_Problem description:_ From the data below, select every line that contains the word "corcoran" and copy each of those lines.
── Records for the exercise ──
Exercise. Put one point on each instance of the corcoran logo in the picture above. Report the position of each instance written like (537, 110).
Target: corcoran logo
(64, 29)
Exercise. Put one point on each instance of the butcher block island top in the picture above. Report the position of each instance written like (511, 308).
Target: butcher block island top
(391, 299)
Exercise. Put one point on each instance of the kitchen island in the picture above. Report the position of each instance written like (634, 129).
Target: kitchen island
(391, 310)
───
── Records for the exercise ──
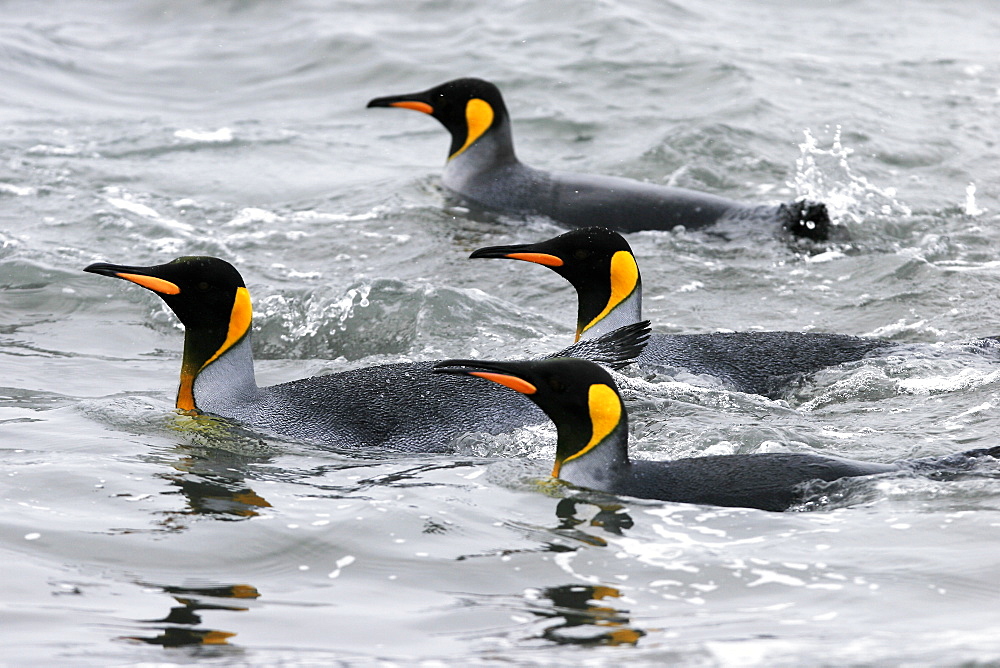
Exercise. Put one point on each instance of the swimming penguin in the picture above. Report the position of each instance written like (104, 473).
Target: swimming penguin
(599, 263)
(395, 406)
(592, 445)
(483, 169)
───
_Answer below:_
Exercise. Put one point on each instance of the corcoran logo in the picture above. Report the position of each instance written like (537, 110).
Target: corcoran logo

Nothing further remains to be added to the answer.